Records shown:
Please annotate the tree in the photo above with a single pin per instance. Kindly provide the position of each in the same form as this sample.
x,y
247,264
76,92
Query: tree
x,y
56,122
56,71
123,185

Task requirements:
Copy each of the entries above word for word, keeping every line unchanged.

Output:
Please annotate the tree in the photo above with a single pin per instance. Kindly provide the position of each in the same form as this sample.
x,y
247,264
76,92
Query: tree
x,y
56,122
56,71
123,185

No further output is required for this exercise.